:: Problem statement ::
In the data below, rewrite the lines starting at the one containing "the wheelbarrow, each" and ending at the one containing "Target: dead leaves" as a numbered list, leaving out any blank lines.

►

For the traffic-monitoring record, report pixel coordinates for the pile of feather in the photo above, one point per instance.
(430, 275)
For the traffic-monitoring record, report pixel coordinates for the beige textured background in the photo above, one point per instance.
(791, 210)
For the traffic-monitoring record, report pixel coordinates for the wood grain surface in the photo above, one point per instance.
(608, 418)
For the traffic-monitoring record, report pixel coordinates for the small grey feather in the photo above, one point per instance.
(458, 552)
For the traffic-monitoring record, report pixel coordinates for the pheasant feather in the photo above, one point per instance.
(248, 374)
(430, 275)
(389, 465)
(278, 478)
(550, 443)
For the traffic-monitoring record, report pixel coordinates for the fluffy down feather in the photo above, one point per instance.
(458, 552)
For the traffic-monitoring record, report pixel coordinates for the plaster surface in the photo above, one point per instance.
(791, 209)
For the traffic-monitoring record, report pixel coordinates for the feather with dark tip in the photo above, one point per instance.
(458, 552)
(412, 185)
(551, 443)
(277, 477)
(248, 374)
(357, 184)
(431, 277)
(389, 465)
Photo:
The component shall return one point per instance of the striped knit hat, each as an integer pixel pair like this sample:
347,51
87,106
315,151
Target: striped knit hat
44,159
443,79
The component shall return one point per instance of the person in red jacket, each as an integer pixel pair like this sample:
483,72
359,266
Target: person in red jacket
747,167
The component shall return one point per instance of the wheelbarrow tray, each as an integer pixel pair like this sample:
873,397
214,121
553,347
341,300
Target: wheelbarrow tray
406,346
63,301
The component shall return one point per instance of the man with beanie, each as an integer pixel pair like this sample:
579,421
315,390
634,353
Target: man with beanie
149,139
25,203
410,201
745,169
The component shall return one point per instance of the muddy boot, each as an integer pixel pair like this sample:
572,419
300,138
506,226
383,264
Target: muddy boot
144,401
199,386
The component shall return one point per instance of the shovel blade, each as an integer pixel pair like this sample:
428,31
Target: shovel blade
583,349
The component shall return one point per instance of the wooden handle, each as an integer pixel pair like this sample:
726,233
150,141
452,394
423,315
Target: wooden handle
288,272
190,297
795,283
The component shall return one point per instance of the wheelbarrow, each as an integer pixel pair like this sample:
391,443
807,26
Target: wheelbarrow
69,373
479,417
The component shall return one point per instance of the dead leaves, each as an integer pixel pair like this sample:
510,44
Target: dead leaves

◄
►

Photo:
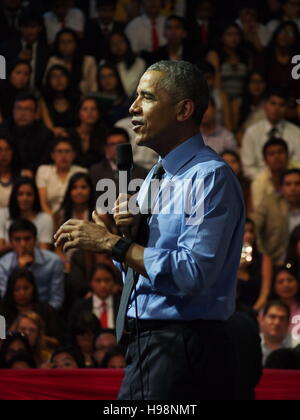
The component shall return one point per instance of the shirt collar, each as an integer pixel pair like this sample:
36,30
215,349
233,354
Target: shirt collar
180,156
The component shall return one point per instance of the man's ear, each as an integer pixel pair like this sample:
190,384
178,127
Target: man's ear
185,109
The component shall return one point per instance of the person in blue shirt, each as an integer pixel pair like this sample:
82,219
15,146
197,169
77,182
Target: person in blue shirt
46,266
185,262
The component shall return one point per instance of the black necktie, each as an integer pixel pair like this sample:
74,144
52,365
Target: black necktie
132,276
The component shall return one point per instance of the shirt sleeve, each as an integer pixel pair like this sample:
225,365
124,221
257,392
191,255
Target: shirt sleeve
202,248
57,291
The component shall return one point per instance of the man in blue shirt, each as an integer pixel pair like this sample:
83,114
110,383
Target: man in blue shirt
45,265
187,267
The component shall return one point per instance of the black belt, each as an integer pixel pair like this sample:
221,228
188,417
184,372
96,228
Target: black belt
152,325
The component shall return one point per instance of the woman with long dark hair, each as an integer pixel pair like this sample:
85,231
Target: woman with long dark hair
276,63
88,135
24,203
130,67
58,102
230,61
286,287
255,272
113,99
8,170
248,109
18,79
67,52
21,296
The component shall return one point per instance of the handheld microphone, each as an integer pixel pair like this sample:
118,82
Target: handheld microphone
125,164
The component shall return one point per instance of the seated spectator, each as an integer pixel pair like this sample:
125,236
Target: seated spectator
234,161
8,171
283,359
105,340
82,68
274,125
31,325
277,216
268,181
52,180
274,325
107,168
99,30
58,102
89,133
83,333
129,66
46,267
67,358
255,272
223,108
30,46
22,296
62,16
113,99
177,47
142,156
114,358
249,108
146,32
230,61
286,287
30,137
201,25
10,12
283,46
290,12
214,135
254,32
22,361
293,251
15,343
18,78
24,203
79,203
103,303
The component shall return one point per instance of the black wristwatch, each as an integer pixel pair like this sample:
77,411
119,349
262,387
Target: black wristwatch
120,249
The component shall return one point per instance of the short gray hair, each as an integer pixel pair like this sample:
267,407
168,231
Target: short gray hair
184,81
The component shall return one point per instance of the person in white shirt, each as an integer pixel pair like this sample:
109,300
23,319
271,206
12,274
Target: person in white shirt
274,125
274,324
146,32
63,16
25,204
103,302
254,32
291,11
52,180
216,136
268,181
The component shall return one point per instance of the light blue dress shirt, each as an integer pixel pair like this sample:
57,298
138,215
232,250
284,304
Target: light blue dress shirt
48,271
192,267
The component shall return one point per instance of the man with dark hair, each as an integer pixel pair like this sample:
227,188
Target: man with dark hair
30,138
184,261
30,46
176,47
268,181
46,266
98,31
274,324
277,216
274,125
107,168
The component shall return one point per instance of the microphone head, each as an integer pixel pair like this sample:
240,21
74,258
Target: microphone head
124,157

◄

:: Task result ::
1. The component shall return one point per instance of the wheelbarrow, each as an integer pixel pair like this sample:
2. 391,443
3. 807,26
4. Target: wheelbarrow
5. 69,373
6. 479,417
7. The component shall return one point per instance of the dead leaves, each as an integer pixel pair like this sample:
8. 510,44
9. Target: dead leaves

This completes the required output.